━━━ Provided information ━━━
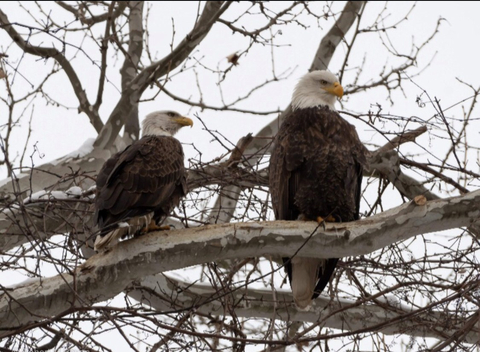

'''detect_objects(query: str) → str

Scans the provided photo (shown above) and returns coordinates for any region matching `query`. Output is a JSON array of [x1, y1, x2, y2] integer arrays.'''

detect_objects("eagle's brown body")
[[270, 106, 366, 308], [95, 135, 186, 248]]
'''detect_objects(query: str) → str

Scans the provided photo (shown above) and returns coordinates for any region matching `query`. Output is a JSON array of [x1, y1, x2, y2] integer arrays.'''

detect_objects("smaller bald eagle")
[[269, 71, 367, 308], [94, 111, 193, 252]]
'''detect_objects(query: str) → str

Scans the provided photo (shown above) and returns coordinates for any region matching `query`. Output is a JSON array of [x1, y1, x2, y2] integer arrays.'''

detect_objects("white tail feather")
[[292, 257, 323, 309]]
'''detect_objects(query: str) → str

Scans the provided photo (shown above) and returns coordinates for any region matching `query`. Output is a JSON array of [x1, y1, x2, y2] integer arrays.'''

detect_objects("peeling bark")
[[0, 191, 480, 336]]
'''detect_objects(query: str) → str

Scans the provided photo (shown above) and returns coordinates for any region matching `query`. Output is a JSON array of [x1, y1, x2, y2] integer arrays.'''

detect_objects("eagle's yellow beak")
[[173, 116, 193, 127], [323, 82, 343, 98]]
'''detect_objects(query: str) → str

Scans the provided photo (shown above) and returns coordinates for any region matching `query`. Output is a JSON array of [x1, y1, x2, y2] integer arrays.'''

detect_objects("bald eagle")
[[94, 111, 193, 252], [269, 71, 366, 308]]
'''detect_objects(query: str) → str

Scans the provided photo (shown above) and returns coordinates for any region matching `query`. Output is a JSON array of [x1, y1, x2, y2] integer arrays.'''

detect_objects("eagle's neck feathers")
[[142, 118, 180, 137], [292, 75, 337, 111]]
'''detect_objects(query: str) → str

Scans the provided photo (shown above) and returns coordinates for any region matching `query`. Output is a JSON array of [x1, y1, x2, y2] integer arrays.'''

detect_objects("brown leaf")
[[413, 195, 427, 205], [227, 52, 240, 66]]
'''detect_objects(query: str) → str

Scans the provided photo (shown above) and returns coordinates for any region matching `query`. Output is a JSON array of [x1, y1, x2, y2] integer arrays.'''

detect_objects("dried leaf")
[[413, 195, 427, 205], [227, 51, 240, 66]]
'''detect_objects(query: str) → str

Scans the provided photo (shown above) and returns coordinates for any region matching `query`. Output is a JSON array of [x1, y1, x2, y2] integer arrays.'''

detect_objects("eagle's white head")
[[292, 70, 343, 110], [142, 111, 193, 136]]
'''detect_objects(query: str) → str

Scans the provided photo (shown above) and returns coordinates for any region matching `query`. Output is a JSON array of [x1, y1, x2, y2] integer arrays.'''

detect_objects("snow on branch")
[[0, 191, 480, 336]]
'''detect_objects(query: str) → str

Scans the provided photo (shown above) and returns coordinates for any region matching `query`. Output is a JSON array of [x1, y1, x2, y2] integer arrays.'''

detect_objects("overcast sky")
[[0, 2, 480, 182]]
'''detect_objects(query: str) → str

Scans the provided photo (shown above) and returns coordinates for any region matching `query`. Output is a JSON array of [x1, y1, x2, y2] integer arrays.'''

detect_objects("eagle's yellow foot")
[[142, 220, 171, 233], [317, 215, 335, 224]]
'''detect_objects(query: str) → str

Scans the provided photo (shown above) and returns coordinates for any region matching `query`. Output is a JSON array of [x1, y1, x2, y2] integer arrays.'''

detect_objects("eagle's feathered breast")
[[269, 106, 367, 308], [270, 107, 366, 221], [95, 136, 186, 248]]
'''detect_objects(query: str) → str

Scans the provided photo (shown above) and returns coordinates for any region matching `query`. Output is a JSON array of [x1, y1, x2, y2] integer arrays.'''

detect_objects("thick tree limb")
[[0, 191, 480, 334]]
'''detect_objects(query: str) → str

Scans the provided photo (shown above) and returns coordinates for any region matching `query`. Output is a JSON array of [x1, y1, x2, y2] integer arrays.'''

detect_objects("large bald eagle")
[[269, 71, 366, 308], [94, 111, 193, 251]]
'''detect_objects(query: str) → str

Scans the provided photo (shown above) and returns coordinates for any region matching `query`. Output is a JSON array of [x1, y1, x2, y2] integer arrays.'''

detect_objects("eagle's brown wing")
[[95, 136, 186, 232], [269, 107, 366, 305]]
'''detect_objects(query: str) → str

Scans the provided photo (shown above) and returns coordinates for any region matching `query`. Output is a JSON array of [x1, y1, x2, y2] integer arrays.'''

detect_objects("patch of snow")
[[5, 277, 42, 289], [23, 190, 68, 203], [0, 173, 28, 187], [65, 186, 83, 197], [51, 138, 95, 165], [220, 237, 228, 247]]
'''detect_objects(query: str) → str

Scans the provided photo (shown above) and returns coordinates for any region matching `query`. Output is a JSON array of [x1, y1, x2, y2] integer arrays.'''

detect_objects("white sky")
[[0, 2, 480, 182]]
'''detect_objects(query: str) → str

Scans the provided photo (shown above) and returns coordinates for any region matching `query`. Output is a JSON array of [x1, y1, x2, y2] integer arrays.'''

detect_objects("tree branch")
[[0, 10, 103, 132], [94, 1, 231, 149], [0, 191, 480, 336]]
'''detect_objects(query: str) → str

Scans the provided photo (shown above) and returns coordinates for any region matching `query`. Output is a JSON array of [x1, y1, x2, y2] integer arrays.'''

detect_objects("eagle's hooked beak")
[[323, 82, 343, 98], [173, 116, 193, 127]]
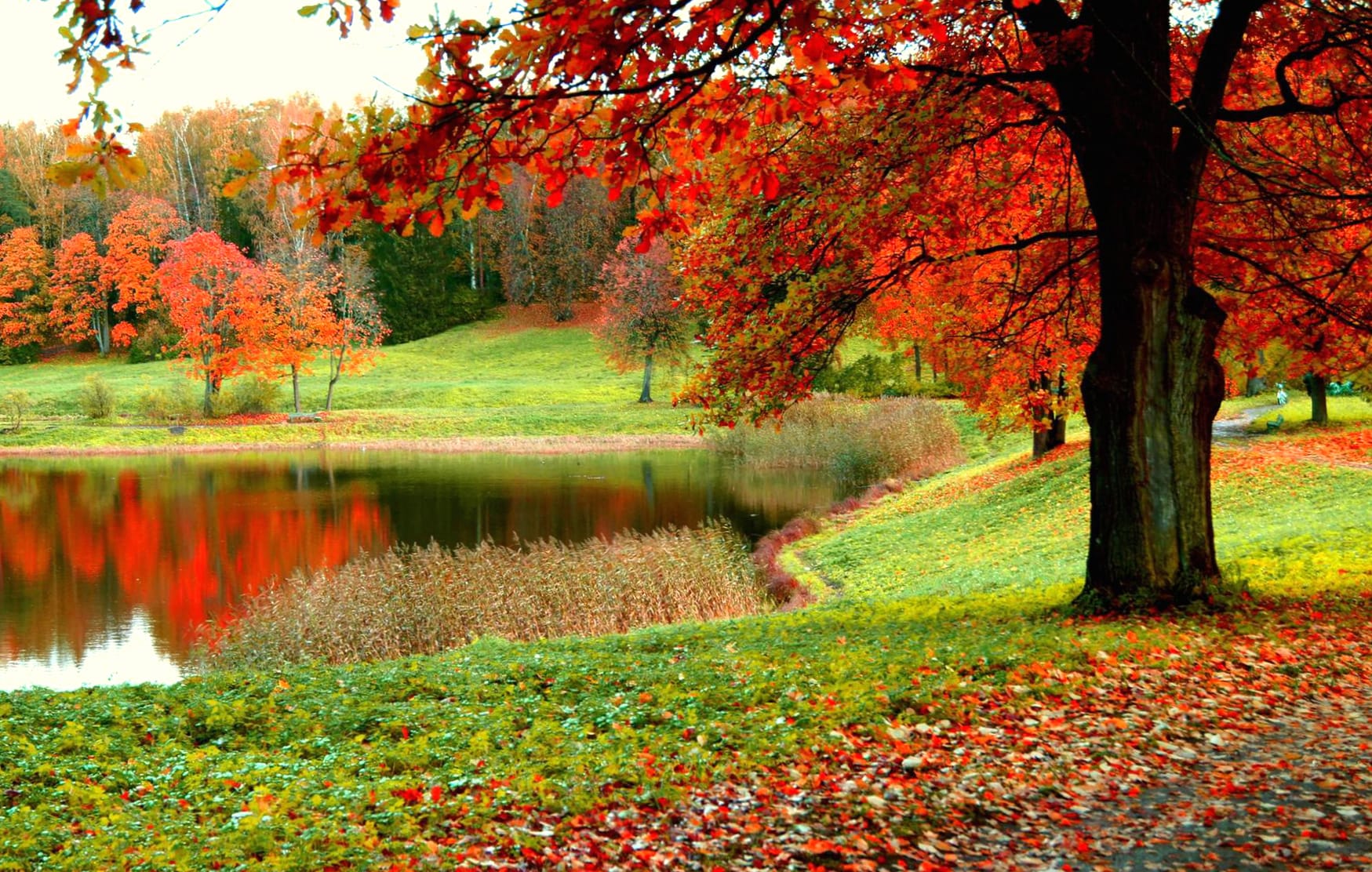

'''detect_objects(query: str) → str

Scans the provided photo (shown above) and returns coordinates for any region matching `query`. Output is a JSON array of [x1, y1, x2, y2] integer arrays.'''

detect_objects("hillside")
[[0, 318, 687, 449]]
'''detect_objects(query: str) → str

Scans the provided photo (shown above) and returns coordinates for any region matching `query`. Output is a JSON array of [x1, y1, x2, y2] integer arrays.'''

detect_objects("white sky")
[[0, 0, 497, 123]]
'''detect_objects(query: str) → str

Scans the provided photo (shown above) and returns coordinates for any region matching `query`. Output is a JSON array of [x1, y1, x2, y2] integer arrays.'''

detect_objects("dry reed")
[[203, 525, 770, 667], [716, 395, 966, 485]]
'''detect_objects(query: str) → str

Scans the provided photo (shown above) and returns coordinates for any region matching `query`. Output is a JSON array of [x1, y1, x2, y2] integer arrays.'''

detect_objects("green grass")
[[0, 370, 1372, 870], [0, 318, 689, 447], [0, 433, 1372, 870], [1249, 392, 1372, 434]]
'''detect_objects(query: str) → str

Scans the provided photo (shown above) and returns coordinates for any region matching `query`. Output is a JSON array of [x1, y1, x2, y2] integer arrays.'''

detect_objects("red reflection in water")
[[0, 462, 390, 661]]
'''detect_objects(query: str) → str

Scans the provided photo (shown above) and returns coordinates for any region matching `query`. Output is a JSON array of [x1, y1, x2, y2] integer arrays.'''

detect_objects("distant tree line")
[[0, 97, 634, 351]]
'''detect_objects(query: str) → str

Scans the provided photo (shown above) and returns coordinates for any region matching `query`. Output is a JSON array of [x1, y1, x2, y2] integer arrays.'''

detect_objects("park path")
[[1211, 405, 1282, 438]]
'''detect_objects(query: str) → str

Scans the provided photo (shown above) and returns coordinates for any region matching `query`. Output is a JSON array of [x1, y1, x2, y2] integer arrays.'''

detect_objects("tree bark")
[[1007, 0, 1257, 610], [638, 354, 653, 403], [1306, 373, 1330, 423]]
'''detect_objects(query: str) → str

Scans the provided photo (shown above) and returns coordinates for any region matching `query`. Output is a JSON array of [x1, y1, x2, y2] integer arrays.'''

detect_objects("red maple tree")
[[155, 231, 262, 416], [594, 237, 691, 403], [48, 233, 111, 355], [100, 196, 187, 346], [0, 227, 48, 348]]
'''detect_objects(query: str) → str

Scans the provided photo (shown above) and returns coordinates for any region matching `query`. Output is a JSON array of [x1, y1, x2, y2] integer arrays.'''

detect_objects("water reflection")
[[0, 451, 839, 689]]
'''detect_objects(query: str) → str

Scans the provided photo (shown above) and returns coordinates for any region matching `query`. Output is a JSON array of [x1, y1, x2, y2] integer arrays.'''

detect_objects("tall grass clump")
[[77, 373, 114, 421], [715, 395, 965, 485], [203, 525, 770, 669]]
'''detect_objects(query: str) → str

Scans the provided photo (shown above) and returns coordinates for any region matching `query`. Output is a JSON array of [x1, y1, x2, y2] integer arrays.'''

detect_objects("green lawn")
[[0, 316, 689, 447], [0, 411, 1372, 870]]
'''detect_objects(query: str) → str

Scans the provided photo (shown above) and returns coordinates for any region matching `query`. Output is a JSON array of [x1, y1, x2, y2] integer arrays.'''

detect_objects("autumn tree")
[[48, 233, 111, 355], [238, 262, 339, 412], [324, 245, 390, 412], [0, 227, 48, 358], [487, 169, 627, 321], [155, 231, 260, 414], [0, 122, 103, 248], [50, 0, 1372, 608], [594, 237, 691, 403], [100, 196, 187, 346]]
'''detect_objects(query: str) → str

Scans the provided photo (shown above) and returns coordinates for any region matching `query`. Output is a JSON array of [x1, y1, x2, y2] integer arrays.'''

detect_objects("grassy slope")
[[0, 316, 687, 447], [0, 405, 1372, 870]]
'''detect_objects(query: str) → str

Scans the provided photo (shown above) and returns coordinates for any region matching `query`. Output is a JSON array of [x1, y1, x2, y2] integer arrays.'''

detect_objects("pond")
[[0, 451, 842, 691]]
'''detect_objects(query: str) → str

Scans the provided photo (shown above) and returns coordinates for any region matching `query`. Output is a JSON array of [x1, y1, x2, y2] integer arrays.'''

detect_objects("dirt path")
[[1211, 406, 1283, 438]]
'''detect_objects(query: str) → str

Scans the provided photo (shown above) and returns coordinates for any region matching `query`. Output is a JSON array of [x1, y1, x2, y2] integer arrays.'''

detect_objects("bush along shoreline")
[[711, 395, 966, 485], [199, 524, 775, 669]]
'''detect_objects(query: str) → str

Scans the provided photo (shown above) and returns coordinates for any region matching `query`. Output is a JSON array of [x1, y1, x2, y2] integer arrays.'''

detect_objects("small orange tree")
[[238, 263, 337, 412], [595, 237, 690, 403], [0, 227, 48, 362], [48, 233, 110, 355], [324, 245, 391, 412], [155, 231, 260, 414], [100, 196, 187, 347]]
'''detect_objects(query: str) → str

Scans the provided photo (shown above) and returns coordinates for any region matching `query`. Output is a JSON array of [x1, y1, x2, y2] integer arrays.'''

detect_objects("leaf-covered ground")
[[0, 420, 1372, 870]]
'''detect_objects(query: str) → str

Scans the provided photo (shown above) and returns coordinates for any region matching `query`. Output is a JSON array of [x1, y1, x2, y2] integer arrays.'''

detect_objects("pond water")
[[0, 451, 842, 691]]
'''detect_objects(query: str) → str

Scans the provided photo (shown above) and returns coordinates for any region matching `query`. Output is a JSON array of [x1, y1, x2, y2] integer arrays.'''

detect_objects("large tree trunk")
[[1081, 262, 1224, 609], [1306, 373, 1330, 423], [638, 354, 653, 403], [1015, 0, 1255, 610]]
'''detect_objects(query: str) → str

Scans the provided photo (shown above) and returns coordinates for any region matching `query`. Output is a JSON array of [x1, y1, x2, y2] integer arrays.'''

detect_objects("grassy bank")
[[0, 414, 1372, 870], [0, 314, 687, 449]]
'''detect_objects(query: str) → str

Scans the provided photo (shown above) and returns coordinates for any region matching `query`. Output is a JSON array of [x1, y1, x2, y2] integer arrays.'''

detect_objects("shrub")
[[0, 391, 33, 434], [0, 343, 40, 366], [129, 317, 180, 363], [205, 526, 767, 667], [213, 376, 282, 418], [133, 379, 200, 421], [77, 373, 114, 420], [715, 395, 963, 485], [815, 352, 916, 399]]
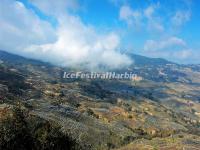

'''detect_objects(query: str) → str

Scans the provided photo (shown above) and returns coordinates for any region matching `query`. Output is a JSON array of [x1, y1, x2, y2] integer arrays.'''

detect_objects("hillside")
[[0, 51, 200, 150]]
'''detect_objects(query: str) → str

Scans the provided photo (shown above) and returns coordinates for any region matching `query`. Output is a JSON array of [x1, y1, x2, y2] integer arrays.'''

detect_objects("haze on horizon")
[[0, 0, 200, 68]]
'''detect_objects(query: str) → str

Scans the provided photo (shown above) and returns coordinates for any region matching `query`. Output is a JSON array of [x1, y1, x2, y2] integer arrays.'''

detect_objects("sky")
[[0, 0, 200, 69]]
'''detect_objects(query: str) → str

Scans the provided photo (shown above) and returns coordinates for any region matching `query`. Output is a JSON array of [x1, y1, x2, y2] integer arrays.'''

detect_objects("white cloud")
[[0, 0, 131, 69], [172, 10, 191, 26], [144, 37, 186, 51]]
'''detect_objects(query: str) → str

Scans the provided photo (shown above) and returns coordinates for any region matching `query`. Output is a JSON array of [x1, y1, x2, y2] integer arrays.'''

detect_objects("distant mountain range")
[[0, 51, 200, 150]]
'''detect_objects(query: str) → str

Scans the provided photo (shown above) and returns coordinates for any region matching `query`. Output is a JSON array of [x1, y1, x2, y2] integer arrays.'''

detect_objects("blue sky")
[[0, 0, 200, 67]]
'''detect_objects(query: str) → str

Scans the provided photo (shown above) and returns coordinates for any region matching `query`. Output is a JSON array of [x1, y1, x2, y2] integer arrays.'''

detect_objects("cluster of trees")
[[0, 107, 82, 150]]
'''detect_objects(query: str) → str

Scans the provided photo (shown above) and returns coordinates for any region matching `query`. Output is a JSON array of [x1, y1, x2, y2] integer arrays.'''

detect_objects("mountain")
[[0, 51, 200, 150]]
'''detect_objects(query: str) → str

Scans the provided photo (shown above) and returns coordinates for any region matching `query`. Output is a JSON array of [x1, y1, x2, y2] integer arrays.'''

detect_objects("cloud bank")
[[0, 0, 132, 69]]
━━━
What is needed: Identify every line of the records that contains the word "branch", and copy each of those lines.

Reply to the exercise:
detect_objects("snow on branch")
detect_objects("tree branch")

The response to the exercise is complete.